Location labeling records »
++++++++++

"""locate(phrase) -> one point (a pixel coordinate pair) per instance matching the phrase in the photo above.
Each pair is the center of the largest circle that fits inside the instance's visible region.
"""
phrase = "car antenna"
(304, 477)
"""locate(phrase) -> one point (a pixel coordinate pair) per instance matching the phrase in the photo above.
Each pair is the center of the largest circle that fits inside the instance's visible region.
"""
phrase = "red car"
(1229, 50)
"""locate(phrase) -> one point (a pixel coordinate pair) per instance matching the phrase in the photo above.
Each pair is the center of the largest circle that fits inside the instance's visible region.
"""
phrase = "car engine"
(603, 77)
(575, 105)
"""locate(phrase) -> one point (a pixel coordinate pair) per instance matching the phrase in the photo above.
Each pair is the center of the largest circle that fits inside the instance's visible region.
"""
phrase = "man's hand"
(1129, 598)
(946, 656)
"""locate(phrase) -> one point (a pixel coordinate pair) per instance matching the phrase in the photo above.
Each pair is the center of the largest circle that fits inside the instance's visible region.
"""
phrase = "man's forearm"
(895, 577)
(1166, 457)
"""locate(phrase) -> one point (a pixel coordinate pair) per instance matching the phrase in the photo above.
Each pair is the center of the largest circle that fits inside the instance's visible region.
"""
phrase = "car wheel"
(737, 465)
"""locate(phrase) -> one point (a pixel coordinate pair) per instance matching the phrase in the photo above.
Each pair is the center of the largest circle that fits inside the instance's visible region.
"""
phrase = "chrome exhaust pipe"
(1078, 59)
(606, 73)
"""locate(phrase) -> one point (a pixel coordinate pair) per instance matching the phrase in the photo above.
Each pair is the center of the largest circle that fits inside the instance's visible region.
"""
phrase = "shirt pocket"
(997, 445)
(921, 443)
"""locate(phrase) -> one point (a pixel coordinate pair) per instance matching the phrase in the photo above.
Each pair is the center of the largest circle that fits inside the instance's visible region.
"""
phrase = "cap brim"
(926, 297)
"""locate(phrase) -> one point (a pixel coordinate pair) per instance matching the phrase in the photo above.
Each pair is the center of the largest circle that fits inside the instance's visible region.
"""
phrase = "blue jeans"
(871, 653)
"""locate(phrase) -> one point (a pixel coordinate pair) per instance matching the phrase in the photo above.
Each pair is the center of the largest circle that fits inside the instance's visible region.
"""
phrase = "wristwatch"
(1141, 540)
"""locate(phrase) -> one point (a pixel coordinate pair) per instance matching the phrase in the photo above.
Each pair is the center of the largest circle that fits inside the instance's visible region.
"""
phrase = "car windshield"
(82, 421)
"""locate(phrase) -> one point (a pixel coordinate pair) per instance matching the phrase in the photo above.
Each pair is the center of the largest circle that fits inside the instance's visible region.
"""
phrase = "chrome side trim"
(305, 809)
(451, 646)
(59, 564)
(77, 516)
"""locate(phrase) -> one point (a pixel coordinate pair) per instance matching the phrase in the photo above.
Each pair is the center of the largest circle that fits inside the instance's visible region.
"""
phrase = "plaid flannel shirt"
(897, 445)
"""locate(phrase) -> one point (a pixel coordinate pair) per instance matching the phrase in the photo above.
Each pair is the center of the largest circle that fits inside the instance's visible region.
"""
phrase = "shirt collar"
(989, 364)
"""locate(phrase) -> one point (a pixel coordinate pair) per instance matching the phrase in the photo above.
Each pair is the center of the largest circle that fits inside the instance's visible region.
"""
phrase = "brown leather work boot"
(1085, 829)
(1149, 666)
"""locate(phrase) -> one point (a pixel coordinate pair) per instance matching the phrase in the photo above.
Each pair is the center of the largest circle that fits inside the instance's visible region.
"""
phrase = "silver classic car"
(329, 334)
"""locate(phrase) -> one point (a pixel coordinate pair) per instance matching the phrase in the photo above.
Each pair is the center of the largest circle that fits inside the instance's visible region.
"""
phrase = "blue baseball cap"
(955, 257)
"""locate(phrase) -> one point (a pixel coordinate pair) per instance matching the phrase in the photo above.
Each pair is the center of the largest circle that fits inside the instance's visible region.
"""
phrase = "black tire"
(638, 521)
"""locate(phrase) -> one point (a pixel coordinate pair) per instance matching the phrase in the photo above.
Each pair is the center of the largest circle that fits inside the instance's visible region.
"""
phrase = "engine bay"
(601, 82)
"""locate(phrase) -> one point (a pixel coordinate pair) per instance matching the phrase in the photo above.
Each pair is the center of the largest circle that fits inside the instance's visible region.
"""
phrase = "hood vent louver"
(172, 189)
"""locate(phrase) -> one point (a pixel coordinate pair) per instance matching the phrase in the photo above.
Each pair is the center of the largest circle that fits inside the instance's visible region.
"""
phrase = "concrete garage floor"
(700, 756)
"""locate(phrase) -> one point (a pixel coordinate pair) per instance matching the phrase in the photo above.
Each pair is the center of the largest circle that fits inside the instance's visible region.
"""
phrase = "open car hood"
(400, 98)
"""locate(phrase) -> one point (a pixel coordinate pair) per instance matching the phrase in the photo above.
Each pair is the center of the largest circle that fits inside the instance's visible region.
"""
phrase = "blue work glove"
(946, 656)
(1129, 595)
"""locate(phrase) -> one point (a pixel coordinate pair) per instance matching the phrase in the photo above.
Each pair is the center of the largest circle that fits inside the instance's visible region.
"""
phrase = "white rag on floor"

++++++++++

Reproduce all of the data exactly as given.

Result for this task »
"""locate(phrase) -> one point (a pixel coordinate pair) per instance matching the phrase in the photo above.
Each pair is the center of the largest circle that fits inside the instance's visible region.
"""
phrase = "car antenna"
(304, 477)
"""locate(phrase) -> one point (a pixel coordinate pair) per instance matching the phrase in the photo above.
Each pair is the center of the largest circle that fits inside the instance's visible region.
"""
phrase = "red car"
(1229, 50)
"""locate(phrase) -> one point (a pixel coordinate pair) per instance matching the phrase in the photo above.
Each pair is the center of the largest circle that fits inside the instance's visible region.
"""
phrase = "car engine"
(603, 77)
(575, 105)
"""locate(phrase) -> one point (a pixel coordinate pair) per instance matching the phrase in the photo above.
Each pair is the center of the largest circle that fits inside the instance's visible region.
"""
phrase = "man's hand"
(1129, 598)
(946, 656)
"""locate(phrase) -> one point (a pixel coordinate pair) per instance matching the phrase in the photo above.
Each pair is the center of the largest circle that fits inside the instance's visible region.
"""
phrase = "man's forearm"
(895, 577)
(1166, 457)
"""locate(phrase) -> one point (a pixel coordinate pair) per instance matching the phrase in the photo above.
Each pair is the center of the largest circle that fits inside the instance's visible region.
"""
phrase = "car wheel"
(737, 465)
"""locate(phrase) -> one point (a pixel coordinate pair) per instance matching the phrase in the photo above.
Each pair is the center of the largest circle that fits inside the instance's visible region.
"""
phrase = "chrome exhaust pipe"
(1078, 59)
(606, 73)
"""locate(phrase) -> one point (a pixel coordinate pair) per instance matching the phrase in the photo above.
Each pair is the center of the largest circle that fits inside the instance's visible region.
"""
phrase = "shirt pocket"
(997, 445)
(921, 443)
"""locate(phrase) -> one point (a pixel coordinate pair) per instance matching the phrase in the photo above.
Each pair is the center of the largest circle that fits inside the instance's visible region.
"""
phrase = "cap brim"
(926, 297)
"""locate(phrase) -> one point (a pixel coordinate pair) per instance matching the phrase in the photo above.
Each pair is the center of the largest circle that fits inside the instance's visible region.
"""
phrase = "blue jeans"
(871, 653)
"""locate(phrase) -> one point (a pixel coordinate pair) per instance matching the phrase in the photo above.
Each pair is the center of the largest circle that fits inside the instance's visible region.
"""
phrase = "wristwatch"
(1141, 540)
"""locate(phrase) -> one point (a pixel coordinate pair) per instance matching the phrase in the photo above.
Each pair is the center of the largest circle that fits inside the instance's visible region.
"""
phrase = "car windshield"
(82, 421)
"""locate(phrase) -> one point (a pixel coordinate pair) per instance matching the phrase in the photo above.
Each pair is the center of the largest circle that fits inside the instance's visible region.
"""
phrase = "chrome side trim"
(305, 809)
(451, 646)
(59, 564)
(77, 516)
"""locate(phrase) -> one point (a pixel coordinate pair) per instance matching the phrase in the photo above.
Each pair is the center of the largest circle that fits inside the instance's visible region.
"""
phrase = "plaid flannel shirt"
(897, 445)
"""locate(phrase) -> one point (a pixel coordinate pair) per instance matching the phrase in the photo above.
Each pair is the center of the largest circle that fits inside the instance's visible region.
"""
phrase = "shirt collar"
(989, 364)
"""locate(phrase) -> one point (a pixel coordinate pair) per instance matching the phrase in the photo above.
Each pair is the center of the largest circle that fits inside the instance's visible region.
"""
phrase = "brown leather work boot"
(1085, 829)
(1149, 666)
"""locate(phrase) -> one point (a pixel coordinate pair) per instance matching the phrase in the photo above.
Each pair is the center of the largest circle that fits inside the instance's visible region.
"""
phrase = "silver classic car"
(329, 334)
"""locate(phrase) -> one point (a pixel coordinate pair) per instance matching the phrase in the photo above.
Each pair is the center of the largest circle that fits inside the instance's visible region.
"""
phrase = "blue baseball cap"
(955, 257)
"""locate(phrase) -> one point (a pixel coordinate pair) per instance matching the phrase in the photo above.
Each pair is the center of the largest circle that fits inside the instance's visible region.
"""
phrase = "black tire"
(638, 521)
"""locate(phrase) -> one point (a pixel coordinate pair) per instance matching the phrase in the photo above.
Each pair is the center of the largest circle that fits inside the instance's visible region.
"""
phrase = "engine bay"
(601, 82)
"""locate(phrase) -> one point (a pixel coordinate pair) per instance matching the phrase in the photo above.
Each pair is the center of the largest circle that fits inside the instance's visible region.
"""
phrase = "hood vent louver"
(172, 189)
"""locate(phrase) -> one point (a pixel coordinate pair) per instance matching the phrase in the photo above.
Each pair is the center of the largest circle that fits inside the instance's visible region.
"""
phrase = "concrete garage floor"
(700, 756)
"""locate(phrase) -> one point (a pixel coordinate pair) per instance matching the phrase in the photo above.
Each pair is the center of the largest circle that fits inside the instance's visible region.
"""
phrase = "open car hood"
(400, 98)
"""locate(phrase) -> one point (a pixel coordinate pair) per instance matching the phrase in the photo above.
Each pair is the center of the largest circle that fits inside the instance's visible region.
"""
phrase = "blue work glove"
(946, 656)
(1129, 595)
"""locate(phrase) -> one point (a pixel coordinate pair) per instance matching the phrase in the photo above.
Each pair is the center of the largest circle that fits inside the instance's visible region.
"""
phrase = "white rag on floor"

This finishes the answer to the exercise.